PROMPT 1: List every author the blog post about not reading proper books names as an example of a writer of "proper" books.
PROMPT 2: Please say whether each statement agrees with the blog post about not reading proper books, answering yes or no and quoting the words that decide it: (a) The writer reads poetry regularly. (b) The writer is married to a poet. (c) The post includes a video.
PROMPT 3: Pick up the blog post about not reading proper books after its last sentence and keep writing it.

Tuesday, 16 October 2012

Why i don't read proper books

Here's the vid:

As you may be aware, i don't read "proper" books, by which i mean the likes of Dickens, Lessing, Steinbeck, Hemingway, whomever.  Also, notoriously, i never read poetry, which considering that i'm married to a poet might seem to be a bit problematic.  The above video should serve as an illustration of why.  When i read a book with convincing, realistic-seeming plots, characters and settings, it makes absolutely no sense to me.  Or rather, it appears to make perfect sense but when i come to discuss it with anyone else i find that they have had insights that i haven't had or it's meant something to them which it hasn't to me, and furthermore, others tend to agree broadly on what it means or what insights they've gained.

Data entries:
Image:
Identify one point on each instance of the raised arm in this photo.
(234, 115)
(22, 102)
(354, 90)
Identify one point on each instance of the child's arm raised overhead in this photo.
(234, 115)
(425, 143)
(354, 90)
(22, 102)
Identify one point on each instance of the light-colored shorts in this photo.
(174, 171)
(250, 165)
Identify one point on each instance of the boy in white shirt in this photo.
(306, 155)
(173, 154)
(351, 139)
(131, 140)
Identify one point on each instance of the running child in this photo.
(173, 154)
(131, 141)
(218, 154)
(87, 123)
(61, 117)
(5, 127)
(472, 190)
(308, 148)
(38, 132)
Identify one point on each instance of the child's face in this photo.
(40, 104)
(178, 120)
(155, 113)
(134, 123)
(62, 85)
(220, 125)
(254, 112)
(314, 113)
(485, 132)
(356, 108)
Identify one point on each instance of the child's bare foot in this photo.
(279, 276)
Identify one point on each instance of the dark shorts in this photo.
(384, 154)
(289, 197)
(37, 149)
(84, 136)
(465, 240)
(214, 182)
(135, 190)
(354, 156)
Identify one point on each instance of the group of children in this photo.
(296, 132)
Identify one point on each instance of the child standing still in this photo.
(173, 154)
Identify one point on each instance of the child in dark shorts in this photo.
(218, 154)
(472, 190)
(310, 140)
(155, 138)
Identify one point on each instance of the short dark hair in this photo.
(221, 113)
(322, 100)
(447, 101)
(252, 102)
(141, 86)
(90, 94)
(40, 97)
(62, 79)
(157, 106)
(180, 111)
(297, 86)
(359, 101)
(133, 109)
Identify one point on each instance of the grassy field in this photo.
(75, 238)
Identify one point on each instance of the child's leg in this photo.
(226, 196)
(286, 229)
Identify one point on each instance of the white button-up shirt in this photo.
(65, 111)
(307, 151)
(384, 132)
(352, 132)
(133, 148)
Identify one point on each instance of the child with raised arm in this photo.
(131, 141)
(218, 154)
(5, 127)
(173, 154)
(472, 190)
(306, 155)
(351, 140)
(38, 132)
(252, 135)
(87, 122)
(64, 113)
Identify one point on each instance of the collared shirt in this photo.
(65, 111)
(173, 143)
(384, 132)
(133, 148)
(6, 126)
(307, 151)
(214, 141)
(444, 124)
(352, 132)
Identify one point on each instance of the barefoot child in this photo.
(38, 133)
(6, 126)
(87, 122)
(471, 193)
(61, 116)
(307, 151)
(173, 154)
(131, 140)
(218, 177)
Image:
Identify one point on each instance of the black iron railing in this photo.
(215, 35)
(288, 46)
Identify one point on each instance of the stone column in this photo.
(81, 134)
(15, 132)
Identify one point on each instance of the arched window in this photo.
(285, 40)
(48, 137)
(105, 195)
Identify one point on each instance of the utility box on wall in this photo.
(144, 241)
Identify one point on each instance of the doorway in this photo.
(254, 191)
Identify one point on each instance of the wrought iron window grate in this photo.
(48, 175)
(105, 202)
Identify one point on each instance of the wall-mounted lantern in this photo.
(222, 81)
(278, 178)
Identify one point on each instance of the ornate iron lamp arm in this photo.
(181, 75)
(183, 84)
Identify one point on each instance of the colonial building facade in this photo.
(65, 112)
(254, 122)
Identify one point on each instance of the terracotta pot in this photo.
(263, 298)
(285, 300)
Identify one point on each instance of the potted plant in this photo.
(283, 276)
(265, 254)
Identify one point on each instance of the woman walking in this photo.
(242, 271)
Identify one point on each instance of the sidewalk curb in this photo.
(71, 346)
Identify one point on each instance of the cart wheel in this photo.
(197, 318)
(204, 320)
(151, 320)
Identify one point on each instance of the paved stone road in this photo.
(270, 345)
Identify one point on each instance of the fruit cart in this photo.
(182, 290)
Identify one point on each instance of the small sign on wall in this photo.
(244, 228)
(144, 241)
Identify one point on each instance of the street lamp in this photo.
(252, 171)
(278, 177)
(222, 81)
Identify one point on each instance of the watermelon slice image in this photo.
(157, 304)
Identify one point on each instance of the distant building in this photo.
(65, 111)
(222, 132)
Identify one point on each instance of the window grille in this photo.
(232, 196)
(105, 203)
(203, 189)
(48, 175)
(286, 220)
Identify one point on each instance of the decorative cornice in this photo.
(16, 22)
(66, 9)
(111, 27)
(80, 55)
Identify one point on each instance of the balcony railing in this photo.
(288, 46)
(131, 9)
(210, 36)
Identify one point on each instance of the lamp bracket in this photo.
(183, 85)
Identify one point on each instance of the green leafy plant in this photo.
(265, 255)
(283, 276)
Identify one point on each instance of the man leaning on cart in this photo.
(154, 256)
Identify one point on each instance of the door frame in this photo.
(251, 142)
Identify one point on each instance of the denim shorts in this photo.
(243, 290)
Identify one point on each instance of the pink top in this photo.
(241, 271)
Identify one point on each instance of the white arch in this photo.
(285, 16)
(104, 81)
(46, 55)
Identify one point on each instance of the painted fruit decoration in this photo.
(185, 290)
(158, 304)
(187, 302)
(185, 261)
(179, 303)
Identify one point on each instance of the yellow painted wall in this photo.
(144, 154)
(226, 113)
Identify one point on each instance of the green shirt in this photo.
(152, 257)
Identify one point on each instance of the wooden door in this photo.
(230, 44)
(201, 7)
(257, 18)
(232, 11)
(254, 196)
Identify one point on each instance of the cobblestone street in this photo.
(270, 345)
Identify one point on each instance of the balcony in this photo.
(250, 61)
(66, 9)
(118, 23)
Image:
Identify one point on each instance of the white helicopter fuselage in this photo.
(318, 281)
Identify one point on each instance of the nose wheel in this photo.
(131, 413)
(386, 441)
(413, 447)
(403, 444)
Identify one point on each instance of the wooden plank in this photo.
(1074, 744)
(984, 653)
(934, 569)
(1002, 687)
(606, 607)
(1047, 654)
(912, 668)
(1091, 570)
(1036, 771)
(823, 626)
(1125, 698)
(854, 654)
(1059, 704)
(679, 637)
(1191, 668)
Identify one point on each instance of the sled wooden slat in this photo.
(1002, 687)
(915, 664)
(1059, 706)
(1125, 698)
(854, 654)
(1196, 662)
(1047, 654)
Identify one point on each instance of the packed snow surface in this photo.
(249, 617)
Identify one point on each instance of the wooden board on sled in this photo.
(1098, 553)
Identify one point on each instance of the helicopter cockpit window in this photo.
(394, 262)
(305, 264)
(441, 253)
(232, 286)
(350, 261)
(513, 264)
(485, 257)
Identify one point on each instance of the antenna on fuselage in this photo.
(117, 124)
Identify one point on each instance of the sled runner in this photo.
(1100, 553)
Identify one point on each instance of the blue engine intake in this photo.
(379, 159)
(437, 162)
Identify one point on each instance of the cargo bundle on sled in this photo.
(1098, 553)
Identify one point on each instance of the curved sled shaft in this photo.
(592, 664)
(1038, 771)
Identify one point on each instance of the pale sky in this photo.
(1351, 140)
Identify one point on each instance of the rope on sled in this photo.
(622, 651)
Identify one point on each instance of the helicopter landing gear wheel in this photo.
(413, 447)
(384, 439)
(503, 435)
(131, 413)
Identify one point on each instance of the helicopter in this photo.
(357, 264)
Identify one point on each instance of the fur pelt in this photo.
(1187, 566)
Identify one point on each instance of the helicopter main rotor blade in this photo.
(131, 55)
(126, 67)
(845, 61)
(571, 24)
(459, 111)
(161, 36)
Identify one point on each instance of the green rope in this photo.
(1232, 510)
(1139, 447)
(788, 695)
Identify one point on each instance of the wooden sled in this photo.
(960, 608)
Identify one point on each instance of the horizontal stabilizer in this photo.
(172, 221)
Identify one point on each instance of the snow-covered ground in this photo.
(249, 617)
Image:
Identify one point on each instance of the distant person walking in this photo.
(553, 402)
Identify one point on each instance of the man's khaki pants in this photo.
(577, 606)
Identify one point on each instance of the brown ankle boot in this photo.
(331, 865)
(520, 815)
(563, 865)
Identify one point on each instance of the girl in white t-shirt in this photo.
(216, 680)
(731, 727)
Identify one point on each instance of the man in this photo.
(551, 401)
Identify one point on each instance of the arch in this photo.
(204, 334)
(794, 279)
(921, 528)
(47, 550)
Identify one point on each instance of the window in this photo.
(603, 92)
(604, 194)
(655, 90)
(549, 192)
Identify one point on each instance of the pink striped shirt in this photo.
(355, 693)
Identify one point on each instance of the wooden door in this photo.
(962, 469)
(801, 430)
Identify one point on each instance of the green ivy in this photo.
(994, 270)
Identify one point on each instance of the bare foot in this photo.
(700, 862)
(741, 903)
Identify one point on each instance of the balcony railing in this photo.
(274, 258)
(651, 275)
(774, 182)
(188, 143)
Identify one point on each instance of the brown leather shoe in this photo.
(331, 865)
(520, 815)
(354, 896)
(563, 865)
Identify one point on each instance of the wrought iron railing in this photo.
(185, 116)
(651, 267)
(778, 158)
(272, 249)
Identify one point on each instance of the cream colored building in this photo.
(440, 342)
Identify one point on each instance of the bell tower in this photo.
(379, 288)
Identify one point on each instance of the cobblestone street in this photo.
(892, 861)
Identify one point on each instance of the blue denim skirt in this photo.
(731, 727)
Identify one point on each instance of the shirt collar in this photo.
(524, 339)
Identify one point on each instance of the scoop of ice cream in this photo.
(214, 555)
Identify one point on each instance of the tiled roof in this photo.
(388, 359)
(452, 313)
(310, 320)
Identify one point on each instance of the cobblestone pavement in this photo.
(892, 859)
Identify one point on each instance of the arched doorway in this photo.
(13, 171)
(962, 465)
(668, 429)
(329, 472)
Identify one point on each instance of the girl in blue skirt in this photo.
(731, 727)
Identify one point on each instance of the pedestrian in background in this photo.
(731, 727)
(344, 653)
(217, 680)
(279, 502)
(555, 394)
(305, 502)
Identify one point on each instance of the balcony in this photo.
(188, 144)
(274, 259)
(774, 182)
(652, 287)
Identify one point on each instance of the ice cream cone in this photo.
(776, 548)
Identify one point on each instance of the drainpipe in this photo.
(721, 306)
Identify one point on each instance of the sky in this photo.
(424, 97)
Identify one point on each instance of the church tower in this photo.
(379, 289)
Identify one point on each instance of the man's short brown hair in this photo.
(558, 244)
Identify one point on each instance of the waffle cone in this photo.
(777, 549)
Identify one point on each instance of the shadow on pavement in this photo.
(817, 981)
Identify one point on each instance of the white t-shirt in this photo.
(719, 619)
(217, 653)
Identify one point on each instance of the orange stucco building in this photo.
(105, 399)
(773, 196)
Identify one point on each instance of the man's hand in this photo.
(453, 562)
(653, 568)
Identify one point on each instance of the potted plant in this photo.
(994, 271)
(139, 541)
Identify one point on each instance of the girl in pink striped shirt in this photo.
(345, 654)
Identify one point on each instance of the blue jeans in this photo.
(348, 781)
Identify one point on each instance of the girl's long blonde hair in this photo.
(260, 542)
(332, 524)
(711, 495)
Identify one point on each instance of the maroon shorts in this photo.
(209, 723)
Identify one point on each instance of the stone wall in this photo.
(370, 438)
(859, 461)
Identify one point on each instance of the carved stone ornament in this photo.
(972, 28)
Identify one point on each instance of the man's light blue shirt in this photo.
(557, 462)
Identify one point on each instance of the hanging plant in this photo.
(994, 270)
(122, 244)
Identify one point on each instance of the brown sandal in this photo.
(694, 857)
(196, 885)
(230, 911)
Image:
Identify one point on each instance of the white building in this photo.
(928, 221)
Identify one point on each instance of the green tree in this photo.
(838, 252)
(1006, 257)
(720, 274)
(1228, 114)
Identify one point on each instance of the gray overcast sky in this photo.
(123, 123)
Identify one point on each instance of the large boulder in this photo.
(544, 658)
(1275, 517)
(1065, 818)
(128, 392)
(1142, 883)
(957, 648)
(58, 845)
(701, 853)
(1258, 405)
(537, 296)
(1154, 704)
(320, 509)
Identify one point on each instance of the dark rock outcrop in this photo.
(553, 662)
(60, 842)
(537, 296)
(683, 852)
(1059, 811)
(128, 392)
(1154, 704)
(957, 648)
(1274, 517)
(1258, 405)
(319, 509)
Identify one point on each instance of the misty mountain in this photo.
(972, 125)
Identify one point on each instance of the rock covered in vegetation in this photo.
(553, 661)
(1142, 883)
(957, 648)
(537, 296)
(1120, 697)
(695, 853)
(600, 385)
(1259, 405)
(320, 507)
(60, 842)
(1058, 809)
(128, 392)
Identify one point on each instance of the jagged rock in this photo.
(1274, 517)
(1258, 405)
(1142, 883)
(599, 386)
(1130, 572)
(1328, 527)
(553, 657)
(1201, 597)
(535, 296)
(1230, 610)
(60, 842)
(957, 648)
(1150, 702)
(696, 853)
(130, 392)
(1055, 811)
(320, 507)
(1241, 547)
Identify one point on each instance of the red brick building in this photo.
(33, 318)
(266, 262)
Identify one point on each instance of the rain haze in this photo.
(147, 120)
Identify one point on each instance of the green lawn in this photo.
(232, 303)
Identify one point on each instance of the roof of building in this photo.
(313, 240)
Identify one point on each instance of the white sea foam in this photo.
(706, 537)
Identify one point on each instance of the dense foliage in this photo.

TASK RESPONSE 1: Dickens, Lessing, Steinbeck, Hemingway

TASK RESPONSE 2:
(a) No: "i never read poetry"
(b) Yes: "i'm married to a poet"
(c) Yes: "Here's the vid:"

TASK RESPONSE 3:
There was a time when things were different.  Up until i was about seventeen, i was "normal" in my response to novels and poetry.  I wasn't intimidated or overcome by a sense of obscurity.  They just made sense, and the sense they made to me was shared with others.  When i had insights which others hadn't, they often came round to my opinion of them after discussion and seemed to be perceived as meaningful or in some way more advanced than others, or maybe refreshing, I have no idea.  I found the O-level Eng Lit syllabus easy but stimulating and i was happy to read whatever.  The literary canon held no terrors for me and i got one of the highest grades in O-level English at my school, although of course all of that may not be terribly significant because anyone can parrot stuff they're taught.

This even continued up until the point where i applied for university - my initial choice of course was English and Philosophy.  However, for some reason at about the age of seventeen, there was a sudden failure of nerve.  The A-level English Lit syllabus and approach made no sense at all to me, practical criticism seemed to assume there was some kind of common humanity or universality which was entirely alien to me, and of course if it was alien, it wasn't universal because i am human.  Therefore i ran away from literature, abandoned my attempts to pursue it at degree level and abandoned it completely forever.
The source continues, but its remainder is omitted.